設問 1:
抜粋によると、CD-84の大きな特徴は何でしたか。
設問 2:
抜粋のうち、「1984年に,マランツが発売」から「力機といえる1台でした。」までを、両端を含めて書き写してください。

抜粋:

1984年に,マランツが発売したCDプレーヤー。マランツは,1953年にアメリカで生まれたオーディオブラン
ドですが,資金難から1964年にスーパースコープ社に買収され,1968年には,日本のスタンダード工業が
スーパースコープ社と提携することとなり,マランツブランドのオーディオ機器の設計・製造も担当するように
なって,1975年より社名も日本マランツとなりました。1980年には,スーパースコープ社からオランダフィリ
ップス社にマランツブランドが売却され,日本マランツもフィリップス傘下に入ることとなりました。ソニーととも
に1982年に登場したCDプレーヤーのオリジネーターであったフィリップス社とともにCDプレーヤーの設計・
製造にあたっていた日本マランツは,フィリップスの技術を生かし,1982年に,CD-63,1983年にCD-73
を発売し,1984年に,CD-84,CD-54を発売しました。その意味で同社の第2世代のCDプレーヤーの主
力機といえる1台でした。
CD-84の大きな特徴は,「Zフィルター」の搭載にありました。1982年にスタートしたCDプレーヤーは,1984
年当時,D/A変換時,不要なサンプリング周波数44.1kHzをカットするために,6次〜9次,さらには11次
といった高次の急峻なローパスフィルターが必要とされ,位相特性等,音質への影響が問題となっていました。
「Zフィルター」は,D/Aコンバーターの前にデジタルフィルターを配し,D/A変換後に低次のゆるやかなローパ
スフィルターを配するというもので,この後のCDプレーヤーでは常識となる先進的な構成となっていました。

保存データ:

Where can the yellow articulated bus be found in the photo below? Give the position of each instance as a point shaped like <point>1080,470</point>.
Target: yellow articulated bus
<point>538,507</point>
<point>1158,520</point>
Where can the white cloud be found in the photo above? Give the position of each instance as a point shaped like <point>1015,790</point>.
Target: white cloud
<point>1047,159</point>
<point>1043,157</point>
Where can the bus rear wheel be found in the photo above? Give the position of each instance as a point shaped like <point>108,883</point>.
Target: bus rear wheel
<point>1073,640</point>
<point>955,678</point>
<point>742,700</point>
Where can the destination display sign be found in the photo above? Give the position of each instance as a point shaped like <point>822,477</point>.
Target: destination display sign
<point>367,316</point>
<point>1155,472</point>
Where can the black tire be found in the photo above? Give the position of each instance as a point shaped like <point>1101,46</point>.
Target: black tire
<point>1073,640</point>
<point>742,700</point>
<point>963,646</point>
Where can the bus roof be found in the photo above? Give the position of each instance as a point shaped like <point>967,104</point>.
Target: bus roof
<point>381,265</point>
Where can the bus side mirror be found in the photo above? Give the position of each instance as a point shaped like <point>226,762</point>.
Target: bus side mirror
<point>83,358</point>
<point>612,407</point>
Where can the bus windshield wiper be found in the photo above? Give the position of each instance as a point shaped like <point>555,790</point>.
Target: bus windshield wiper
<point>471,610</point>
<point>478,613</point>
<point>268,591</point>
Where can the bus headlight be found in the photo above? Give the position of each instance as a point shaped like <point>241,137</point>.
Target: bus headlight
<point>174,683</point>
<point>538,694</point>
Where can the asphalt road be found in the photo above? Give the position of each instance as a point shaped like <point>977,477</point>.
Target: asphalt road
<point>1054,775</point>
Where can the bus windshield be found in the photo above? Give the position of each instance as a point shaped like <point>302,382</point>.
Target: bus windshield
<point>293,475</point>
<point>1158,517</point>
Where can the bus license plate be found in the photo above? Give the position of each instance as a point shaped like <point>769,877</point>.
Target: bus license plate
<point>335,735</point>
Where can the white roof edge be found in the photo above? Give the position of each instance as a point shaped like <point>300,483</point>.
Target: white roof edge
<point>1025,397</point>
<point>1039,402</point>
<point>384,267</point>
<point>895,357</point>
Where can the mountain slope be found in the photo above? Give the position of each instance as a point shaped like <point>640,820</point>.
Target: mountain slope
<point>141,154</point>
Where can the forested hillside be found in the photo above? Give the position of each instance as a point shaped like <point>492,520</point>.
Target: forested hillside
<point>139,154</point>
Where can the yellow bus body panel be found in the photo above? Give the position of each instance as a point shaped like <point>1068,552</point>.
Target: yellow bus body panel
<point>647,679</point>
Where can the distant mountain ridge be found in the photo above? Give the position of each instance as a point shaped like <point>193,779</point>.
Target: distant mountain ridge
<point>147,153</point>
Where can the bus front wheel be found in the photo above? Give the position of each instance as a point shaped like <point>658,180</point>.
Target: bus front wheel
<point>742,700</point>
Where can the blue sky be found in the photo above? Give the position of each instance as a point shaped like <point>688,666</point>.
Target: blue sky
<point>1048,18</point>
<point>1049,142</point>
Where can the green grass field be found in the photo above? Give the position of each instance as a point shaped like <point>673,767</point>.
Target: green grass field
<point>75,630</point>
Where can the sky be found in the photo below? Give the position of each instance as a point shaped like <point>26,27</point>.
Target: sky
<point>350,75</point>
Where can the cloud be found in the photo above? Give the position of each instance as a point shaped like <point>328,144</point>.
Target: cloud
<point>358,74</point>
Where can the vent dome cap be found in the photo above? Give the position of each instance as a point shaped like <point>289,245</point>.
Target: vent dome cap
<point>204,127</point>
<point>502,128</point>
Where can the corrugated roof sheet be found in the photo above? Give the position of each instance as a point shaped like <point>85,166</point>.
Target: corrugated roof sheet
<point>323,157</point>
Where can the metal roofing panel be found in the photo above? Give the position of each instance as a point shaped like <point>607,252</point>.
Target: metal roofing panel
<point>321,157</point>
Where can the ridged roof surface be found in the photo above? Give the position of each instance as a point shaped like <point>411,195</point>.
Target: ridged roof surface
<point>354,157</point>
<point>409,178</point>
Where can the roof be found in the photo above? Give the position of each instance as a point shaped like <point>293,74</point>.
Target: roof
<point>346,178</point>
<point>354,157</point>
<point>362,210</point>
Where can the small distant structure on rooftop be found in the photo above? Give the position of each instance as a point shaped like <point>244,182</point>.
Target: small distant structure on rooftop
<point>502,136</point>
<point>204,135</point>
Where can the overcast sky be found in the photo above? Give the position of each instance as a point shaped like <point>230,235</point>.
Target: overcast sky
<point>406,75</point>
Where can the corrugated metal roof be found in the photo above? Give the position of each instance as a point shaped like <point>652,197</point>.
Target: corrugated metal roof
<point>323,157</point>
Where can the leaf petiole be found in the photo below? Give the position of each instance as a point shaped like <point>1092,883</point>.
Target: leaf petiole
--
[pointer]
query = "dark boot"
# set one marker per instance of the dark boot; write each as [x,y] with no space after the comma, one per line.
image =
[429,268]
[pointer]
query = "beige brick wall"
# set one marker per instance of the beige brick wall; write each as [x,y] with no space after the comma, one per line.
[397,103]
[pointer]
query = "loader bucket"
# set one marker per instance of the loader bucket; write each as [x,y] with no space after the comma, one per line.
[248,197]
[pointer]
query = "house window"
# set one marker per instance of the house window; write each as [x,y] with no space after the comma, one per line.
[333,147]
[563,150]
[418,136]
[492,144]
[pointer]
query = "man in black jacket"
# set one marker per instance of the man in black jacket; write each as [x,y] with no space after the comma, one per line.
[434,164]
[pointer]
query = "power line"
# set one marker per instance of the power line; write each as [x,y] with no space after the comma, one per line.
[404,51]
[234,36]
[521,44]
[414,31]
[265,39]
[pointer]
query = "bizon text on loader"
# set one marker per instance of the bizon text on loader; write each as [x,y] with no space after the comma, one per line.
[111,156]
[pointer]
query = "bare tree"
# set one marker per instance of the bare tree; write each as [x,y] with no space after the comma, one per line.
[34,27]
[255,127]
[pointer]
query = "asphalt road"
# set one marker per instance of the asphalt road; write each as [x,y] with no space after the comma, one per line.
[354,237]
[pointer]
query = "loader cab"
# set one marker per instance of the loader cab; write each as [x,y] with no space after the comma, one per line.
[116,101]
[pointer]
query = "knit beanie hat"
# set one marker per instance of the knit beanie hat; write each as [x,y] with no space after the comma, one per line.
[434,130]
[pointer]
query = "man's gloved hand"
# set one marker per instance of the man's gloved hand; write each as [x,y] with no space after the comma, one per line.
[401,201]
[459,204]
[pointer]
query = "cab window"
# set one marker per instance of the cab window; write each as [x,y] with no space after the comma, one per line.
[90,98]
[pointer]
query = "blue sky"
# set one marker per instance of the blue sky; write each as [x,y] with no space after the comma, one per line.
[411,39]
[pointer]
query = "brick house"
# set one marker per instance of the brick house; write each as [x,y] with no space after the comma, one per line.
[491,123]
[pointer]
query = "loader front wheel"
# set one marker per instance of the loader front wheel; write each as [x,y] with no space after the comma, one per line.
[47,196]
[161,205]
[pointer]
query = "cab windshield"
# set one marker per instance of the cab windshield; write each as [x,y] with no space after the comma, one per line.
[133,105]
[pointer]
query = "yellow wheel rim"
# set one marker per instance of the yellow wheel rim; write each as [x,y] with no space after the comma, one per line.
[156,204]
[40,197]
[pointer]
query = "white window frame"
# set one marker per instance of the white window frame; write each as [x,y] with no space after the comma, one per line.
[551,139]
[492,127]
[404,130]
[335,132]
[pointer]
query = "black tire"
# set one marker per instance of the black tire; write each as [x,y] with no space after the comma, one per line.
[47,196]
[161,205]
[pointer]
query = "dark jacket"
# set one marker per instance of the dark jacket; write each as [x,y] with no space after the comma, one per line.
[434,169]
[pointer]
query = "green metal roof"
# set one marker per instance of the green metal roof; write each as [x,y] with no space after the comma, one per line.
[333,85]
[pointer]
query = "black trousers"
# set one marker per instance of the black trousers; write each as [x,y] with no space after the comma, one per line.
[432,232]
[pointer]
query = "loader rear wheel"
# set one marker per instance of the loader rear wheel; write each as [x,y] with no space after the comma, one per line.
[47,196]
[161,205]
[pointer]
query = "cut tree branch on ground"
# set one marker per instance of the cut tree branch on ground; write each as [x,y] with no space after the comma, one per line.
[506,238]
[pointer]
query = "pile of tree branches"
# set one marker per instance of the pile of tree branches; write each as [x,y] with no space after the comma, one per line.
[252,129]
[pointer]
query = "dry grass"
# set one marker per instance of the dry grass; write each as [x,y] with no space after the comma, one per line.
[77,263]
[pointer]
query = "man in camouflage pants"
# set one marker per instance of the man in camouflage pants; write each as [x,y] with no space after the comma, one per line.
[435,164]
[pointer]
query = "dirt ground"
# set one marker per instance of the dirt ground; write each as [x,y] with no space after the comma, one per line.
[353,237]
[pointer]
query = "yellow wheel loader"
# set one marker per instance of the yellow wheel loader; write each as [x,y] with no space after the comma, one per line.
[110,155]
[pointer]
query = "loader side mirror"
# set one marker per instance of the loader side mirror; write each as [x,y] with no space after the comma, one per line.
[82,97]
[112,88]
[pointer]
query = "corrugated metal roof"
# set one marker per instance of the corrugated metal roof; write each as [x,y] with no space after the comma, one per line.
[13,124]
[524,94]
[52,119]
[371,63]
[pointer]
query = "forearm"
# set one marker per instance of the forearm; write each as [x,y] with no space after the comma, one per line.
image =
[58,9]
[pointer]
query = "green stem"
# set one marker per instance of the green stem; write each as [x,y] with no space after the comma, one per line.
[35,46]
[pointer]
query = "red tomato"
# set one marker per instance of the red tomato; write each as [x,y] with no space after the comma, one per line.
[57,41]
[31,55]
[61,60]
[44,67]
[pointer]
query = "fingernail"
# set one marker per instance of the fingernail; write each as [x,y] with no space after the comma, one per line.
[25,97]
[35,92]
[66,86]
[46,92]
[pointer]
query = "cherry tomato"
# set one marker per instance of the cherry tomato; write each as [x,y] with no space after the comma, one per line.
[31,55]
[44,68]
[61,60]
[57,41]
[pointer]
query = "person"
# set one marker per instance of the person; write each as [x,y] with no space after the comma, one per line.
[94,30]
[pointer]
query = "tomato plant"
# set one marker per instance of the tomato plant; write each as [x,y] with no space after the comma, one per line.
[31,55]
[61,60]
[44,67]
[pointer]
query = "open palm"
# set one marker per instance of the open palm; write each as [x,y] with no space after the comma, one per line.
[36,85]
--
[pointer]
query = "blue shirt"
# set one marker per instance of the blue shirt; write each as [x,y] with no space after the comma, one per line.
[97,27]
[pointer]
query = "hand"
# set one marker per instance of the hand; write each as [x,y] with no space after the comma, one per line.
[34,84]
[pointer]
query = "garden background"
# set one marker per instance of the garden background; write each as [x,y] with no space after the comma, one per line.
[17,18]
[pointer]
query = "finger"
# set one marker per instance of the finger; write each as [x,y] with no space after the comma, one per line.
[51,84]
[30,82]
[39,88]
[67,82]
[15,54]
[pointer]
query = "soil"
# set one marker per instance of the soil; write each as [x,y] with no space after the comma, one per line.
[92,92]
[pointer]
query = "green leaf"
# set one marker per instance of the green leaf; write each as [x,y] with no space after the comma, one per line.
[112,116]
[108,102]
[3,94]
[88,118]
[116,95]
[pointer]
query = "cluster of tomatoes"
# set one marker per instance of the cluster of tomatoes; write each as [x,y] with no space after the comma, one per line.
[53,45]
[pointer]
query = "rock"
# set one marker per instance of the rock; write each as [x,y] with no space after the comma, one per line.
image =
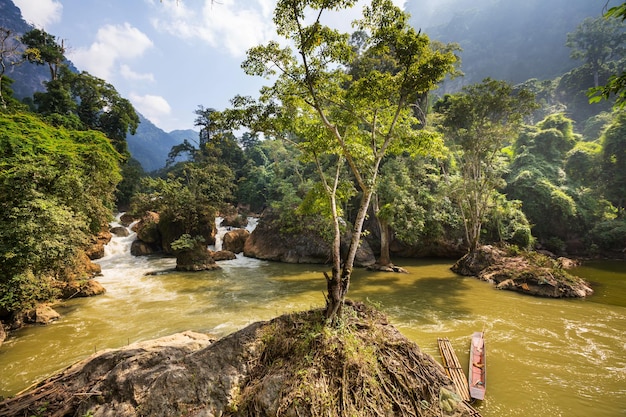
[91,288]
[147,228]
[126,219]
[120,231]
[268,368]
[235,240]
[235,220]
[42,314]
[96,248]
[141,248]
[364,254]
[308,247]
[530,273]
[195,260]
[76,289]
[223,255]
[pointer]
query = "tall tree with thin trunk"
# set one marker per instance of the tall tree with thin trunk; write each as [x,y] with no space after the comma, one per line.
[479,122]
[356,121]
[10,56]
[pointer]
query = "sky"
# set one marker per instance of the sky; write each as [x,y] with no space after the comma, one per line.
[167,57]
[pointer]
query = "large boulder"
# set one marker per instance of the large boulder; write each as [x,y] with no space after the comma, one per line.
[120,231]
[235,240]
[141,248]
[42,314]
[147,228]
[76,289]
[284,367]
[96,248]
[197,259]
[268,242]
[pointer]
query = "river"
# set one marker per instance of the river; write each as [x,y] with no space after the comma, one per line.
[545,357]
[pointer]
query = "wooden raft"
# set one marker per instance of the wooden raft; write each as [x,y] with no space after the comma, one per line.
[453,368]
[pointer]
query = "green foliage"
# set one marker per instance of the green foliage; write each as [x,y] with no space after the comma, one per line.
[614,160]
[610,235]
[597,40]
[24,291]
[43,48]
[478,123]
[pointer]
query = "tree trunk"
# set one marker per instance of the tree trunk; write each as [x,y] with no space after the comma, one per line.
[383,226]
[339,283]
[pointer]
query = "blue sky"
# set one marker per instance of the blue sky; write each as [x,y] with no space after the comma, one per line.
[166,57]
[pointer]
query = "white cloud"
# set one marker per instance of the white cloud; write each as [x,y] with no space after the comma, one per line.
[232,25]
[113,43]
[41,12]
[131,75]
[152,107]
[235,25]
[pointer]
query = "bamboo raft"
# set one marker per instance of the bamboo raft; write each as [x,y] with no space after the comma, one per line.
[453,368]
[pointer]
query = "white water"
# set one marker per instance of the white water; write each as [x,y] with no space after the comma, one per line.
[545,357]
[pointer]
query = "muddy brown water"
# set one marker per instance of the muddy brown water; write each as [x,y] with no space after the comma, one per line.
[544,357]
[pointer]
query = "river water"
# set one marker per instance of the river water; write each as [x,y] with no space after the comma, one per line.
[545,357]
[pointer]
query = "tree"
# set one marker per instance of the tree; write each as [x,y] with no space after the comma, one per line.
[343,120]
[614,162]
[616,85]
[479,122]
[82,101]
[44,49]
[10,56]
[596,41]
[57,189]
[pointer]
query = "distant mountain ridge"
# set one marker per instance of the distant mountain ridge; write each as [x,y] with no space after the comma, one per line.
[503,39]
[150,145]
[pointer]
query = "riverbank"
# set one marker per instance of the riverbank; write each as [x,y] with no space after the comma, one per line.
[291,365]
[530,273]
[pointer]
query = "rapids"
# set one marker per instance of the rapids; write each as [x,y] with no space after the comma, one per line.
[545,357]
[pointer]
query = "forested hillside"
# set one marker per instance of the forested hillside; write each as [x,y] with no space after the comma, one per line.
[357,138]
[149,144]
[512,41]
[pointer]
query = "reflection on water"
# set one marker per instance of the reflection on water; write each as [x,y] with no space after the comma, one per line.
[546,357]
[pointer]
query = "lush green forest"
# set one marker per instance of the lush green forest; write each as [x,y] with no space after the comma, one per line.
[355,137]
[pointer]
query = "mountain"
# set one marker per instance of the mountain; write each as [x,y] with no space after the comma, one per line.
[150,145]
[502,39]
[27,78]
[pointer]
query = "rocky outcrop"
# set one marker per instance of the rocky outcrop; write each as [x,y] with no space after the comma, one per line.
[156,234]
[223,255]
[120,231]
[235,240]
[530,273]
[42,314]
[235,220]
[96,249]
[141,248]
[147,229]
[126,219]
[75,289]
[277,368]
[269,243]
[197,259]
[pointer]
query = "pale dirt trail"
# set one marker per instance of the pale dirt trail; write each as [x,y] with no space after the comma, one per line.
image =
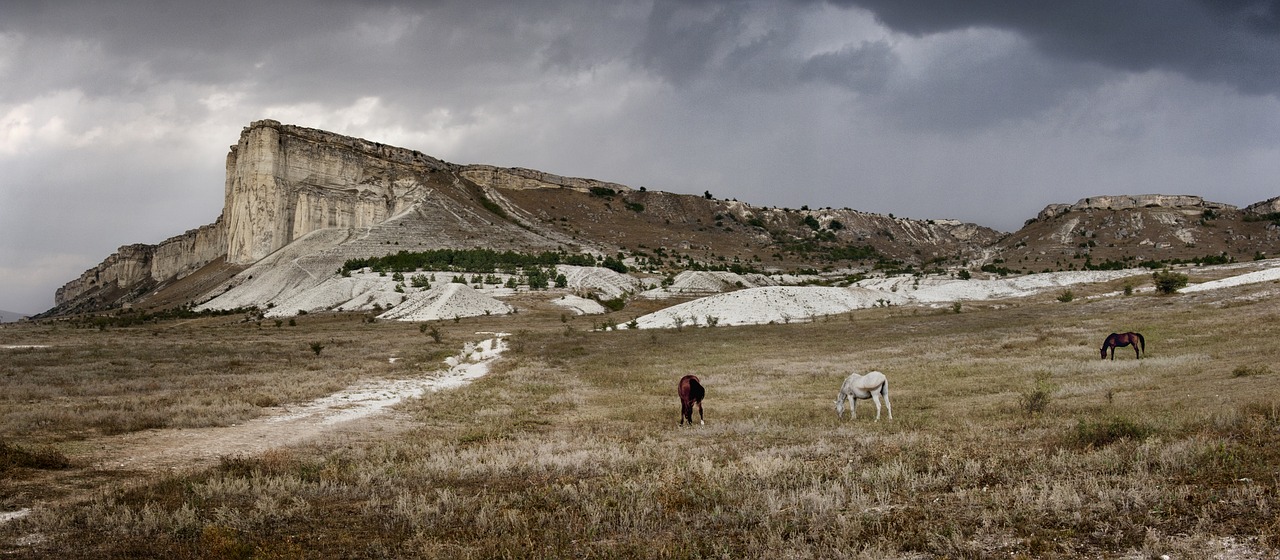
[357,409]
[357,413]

結果 1:
「Zフィルター」を搭載していたことです。

結果 2:
1984年に,マランツが発売したCDプレーヤー。マランツは,1953年にアメリカで生まれたオーディオブラン
ドですが,資金難から1964年にスーパースコープ社に買収され,1968年には,日本のスタンダード工業が
スーパースコープ社と提携することとなり,マランツブランドのオーディオ機器の設計・製造も担当するように
なって,1975年より社名も日本マランツとなりました。1980年には,スーパースコープ社からオランダフィリ
ップス社にマランツブランドが売却され,日本マランツもフィリップス傘下に入ることとなりました。ソニーととも
に1982年に登場したCDプレーヤーのオリジネーターであったフィリップス社とともにCDプレーヤーの設計・
製造にあたっていた日本マランツは,フィリップスの技術を生かし,1982年に,CD-63,1983年にCD-73
を発売し,1984年に,CD-84,CD-54を発売しました。その意味で同社の第2世代のCDプレーヤーの主
力機といえる1台でした。